*Excerpted records*.
— begin —

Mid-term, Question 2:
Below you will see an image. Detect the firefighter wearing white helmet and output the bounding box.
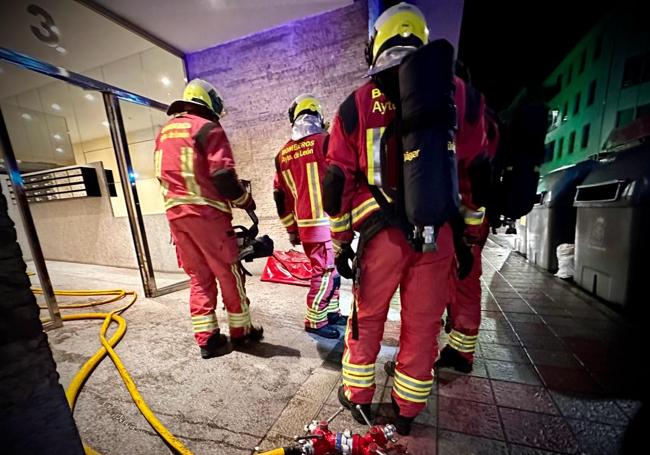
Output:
[155,79,263,359]
[323,3,454,435]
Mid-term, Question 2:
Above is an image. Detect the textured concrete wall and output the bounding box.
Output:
[187,1,368,248]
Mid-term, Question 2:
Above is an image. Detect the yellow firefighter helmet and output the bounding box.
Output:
[289,93,323,125]
[366,2,429,76]
[167,79,226,120]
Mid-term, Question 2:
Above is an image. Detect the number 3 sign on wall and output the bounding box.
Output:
[27,4,66,54]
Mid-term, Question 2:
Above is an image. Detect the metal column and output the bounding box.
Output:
[0,109,63,330]
[103,92,157,297]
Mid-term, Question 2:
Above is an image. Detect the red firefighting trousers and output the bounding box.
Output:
[302,240,341,329]
[169,213,251,346]
[342,226,454,417]
[448,220,489,362]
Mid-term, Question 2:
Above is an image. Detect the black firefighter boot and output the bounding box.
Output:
[201,331,228,359]
[305,324,341,340]
[339,386,372,425]
[230,326,264,349]
[433,345,472,373]
[390,396,415,436]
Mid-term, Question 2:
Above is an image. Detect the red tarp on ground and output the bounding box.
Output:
[261,250,311,286]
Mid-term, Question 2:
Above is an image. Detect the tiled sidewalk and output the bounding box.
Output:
[302,238,643,455]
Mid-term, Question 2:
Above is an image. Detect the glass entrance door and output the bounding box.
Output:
[0,48,187,297]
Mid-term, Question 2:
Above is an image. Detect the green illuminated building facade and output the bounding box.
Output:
[542,11,650,174]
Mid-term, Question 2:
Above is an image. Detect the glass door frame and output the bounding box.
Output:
[0,47,189,302]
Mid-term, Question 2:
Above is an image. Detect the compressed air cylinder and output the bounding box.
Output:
[399,40,459,230]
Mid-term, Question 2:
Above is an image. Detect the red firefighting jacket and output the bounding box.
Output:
[154,113,250,220]
[327,78,485,242]
[273,133,330,243]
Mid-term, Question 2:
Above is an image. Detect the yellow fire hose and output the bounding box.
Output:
[32,288,192,455]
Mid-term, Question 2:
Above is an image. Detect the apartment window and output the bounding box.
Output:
[578,50,587,74]
[544,141,555,163]
[616,107,634,128]
[580,123,591,149]
[573,92,580,115]
[636,104,650,118]
[594,34,603,62]
[621,55,646,88]
[587,79,596,106]
[641,52,650,82]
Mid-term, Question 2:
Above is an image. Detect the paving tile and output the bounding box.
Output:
[485,360,542,385]
[508,313,543,329]
[508,320,553,336]
[569,419,624,455]
[481,343,529,363]
[530,303,571,317]
[438,396,503,440]
[438,431,508,455]
[438,372,494,404]
[551,392,628,426]
[499,408,578,453]
[526,348,581,368]
[537,365,602,395]
[478,330,519,346]
[616,400,641,418]
[517,332,566,350]
[492,381,560,415]
[469,357,488,378]
[412,395,438,427]
[541,314,577,327]
[399,423,438,455]
[508,444,557,455]
[499,300,535,314]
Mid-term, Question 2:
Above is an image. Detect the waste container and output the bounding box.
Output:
[526,160,597,273]
[574,144,650,306]
[515,216,527,256]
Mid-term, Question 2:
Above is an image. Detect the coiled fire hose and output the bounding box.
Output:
[32,288,192,455]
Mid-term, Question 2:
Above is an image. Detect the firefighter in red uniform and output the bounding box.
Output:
[155,79,263,359]
[435,94,498,373]
[273,94,347,338]
[323,3,454,434]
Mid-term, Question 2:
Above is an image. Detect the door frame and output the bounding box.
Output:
[0,47,189,300]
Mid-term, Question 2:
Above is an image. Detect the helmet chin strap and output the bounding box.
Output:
[291,114,325,141]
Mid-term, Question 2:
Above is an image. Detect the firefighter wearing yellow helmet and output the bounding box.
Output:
[155,79,263,359]
[366,3,429,76]
[323,3,457,435]
[273,93,347,339]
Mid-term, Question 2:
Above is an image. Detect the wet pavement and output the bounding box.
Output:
[36,236,646,455]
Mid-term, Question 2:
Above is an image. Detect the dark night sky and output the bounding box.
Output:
[459,0,608,110]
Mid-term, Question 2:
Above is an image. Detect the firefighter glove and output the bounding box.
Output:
[289,232,300,246]
[455,241,474,280]
[332,240,355,280]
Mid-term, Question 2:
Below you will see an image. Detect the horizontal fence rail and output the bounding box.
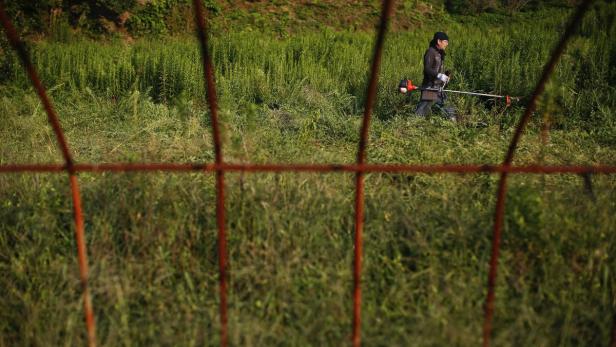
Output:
[0,0,616,347]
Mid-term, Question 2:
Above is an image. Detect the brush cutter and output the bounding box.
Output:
[398,79,520,106]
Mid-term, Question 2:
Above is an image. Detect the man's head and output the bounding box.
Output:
[432,31,449,50]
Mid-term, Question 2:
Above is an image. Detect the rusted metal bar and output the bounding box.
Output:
[69,177,96,346]
[351,0,394,347]
[0,2,96,347]
[193,0,228,347]
[483,0,592,347]
[0,163,616,175]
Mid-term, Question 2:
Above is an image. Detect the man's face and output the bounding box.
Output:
[436,40,449,50]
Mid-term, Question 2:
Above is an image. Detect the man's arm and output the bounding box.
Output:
[424,50,440,80]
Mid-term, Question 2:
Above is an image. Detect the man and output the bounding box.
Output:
[415,31,456,120]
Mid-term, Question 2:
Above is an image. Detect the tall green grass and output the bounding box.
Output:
[5,2,616,129]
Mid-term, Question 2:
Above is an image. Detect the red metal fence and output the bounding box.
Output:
[0,0,616,347]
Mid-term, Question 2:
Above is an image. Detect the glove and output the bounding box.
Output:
[436,73,449,83]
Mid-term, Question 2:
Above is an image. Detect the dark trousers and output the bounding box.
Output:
[415,93,456,120]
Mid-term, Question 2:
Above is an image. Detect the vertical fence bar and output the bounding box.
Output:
[193,0,228,347]
[351,0,394,347]
[0,1,96,347]
[483,0,592,347]
[69,172,96,347]
[610,313,616,347]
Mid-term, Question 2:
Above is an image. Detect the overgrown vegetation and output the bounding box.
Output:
[7,0,575,37]
[0,2,616,346]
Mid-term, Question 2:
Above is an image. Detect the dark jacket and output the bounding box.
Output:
[421,46,444,101]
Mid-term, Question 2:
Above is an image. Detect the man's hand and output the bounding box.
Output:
[436,73,449,83]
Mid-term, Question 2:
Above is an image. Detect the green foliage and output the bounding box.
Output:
[0,3,616,346]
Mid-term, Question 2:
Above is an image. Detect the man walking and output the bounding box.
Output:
[415,31,456,120]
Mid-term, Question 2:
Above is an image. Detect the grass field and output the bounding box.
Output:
[0,2,616,346]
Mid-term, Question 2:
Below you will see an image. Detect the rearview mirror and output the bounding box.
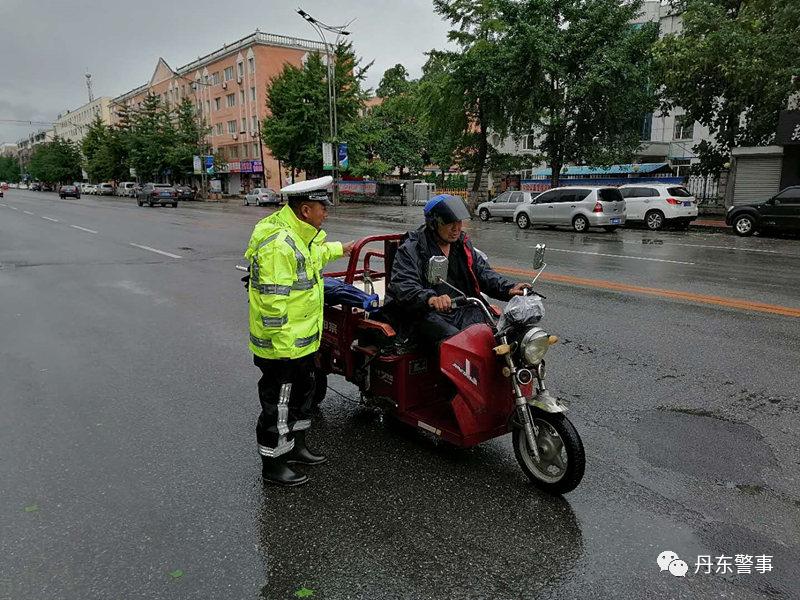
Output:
[427,256,449,285]
[533,244,547,271]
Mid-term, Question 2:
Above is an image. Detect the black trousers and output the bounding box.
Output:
[253,354,315,458]
[418,305,486,348]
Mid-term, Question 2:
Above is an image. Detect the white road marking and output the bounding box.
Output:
[661,242,780,254]
[547,246,695,265]
[130,242,183,258]
[70,225,97,233]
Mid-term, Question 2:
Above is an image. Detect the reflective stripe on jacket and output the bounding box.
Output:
[244,205,343,359]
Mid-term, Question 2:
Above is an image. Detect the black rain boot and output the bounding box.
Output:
[261,455,308,487]
[286,431,328,465]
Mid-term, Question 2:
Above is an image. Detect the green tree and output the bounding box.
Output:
[375,63,412,98]
[425,0,514,210]
[0,156,21,183]
[502,0,658,185]
[261,44,370,176]
[656,0,800,172]
[28,136,83,184]
[125,94,177,181]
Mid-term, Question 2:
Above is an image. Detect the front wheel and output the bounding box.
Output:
[512,409,586,494]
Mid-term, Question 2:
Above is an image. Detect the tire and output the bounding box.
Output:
[512,409,586,494]
[733,215,756,237]
[313,368,328,408]
[572,215,589,233]
[644,210,664,231]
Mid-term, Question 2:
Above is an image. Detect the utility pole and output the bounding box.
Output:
[297,8,355,206]
[85,67,94,102]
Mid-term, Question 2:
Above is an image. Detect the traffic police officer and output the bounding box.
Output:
[244,176,353,486]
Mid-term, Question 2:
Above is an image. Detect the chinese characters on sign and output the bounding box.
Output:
[656,550,772,577]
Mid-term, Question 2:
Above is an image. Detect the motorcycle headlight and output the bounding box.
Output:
[520,327,550,365]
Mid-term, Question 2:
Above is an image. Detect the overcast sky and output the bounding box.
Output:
[0,0,448,143]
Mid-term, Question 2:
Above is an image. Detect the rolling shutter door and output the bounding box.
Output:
[733,156,783,204]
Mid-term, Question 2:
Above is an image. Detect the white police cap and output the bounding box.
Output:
[281,175,333,206]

— end —

*What you should do*.
Rewrite the entries from the beginning down to the line that contains "[27,4,66,54]", with "Detect" replaced by "Locate" and everything else left unchanged. Omit the pictures from your answer.

*Written reply*.
Mid-term, Question 2:
Below you will see an image. Locate the firefighter wearing white helmet and output the bounding box.
Output:
[155,79,263,359]
[323,3,454,435]
Mid-term, Question 2:
Above is an image. Locate the textured concrete wall and output the bounding box.
Output:
[187,1,368,248]
Mid-term, Question 2:
Above is an image. Locate the yellow firefighter helmet and output the bounding box.
Output:
[289,93,323,125]
[366,2,429,76]
[167,79,226,120]
Mid-term, Question 2:
Above is an image. Locate the number 3 sign on wall and output the bounding box.
Output:
[27,4,66,54]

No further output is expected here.